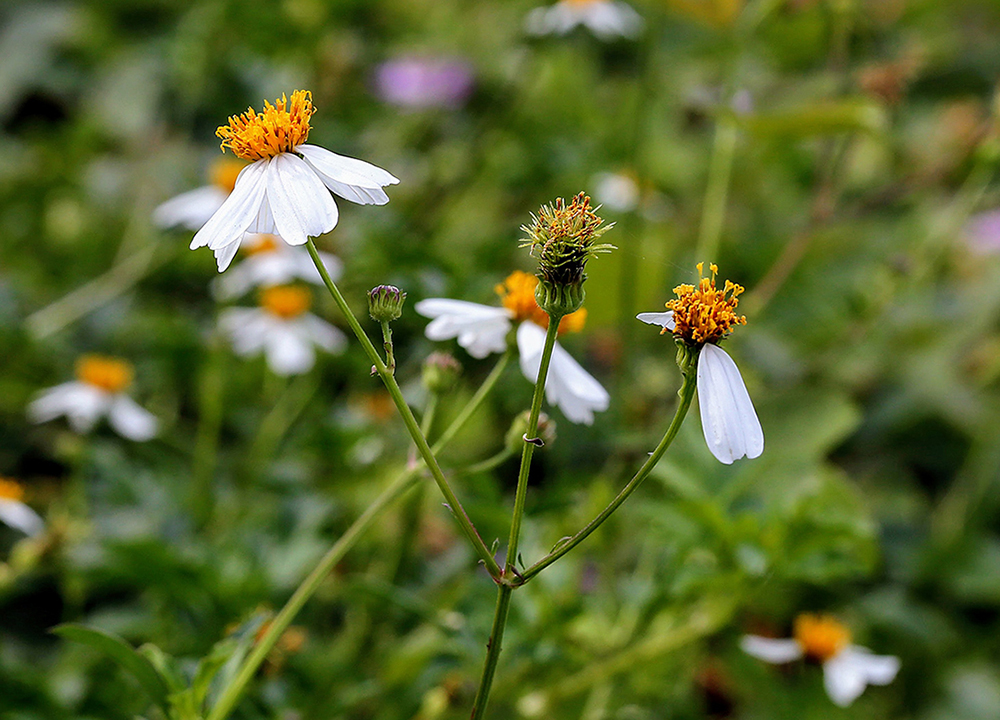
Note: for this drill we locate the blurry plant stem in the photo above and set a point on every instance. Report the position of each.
□ □ □
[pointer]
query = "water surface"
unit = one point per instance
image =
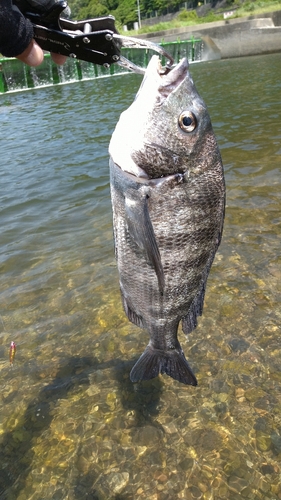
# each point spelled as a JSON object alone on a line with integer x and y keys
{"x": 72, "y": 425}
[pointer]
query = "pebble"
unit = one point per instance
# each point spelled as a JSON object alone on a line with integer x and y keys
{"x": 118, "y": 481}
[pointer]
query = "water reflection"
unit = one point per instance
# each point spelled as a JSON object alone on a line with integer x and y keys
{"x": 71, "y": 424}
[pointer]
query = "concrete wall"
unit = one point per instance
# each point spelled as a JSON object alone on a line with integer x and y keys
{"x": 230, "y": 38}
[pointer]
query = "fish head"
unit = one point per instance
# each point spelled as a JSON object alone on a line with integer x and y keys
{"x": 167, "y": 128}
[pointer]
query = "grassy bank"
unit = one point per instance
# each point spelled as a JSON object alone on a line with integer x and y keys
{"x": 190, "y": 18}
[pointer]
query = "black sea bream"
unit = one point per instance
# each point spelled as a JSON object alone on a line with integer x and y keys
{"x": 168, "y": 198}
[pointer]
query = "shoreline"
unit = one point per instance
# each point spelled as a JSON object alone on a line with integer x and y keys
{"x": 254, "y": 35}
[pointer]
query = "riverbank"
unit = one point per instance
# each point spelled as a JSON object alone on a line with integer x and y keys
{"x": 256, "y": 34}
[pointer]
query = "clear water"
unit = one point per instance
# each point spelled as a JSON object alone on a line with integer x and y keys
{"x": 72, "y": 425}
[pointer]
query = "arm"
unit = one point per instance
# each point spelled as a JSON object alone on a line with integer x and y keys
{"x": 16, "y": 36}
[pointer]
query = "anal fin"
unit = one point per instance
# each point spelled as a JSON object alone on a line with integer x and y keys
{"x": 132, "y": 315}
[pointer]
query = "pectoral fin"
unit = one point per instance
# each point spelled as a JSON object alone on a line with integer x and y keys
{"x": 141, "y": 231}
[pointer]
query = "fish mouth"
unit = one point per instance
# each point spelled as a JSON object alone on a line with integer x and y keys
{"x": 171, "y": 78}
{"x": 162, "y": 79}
□ □ □
* **What is being asked**
On how many lines of the listing does the string "water" appear? Only the number should be given.

* **Output for this exercise**
3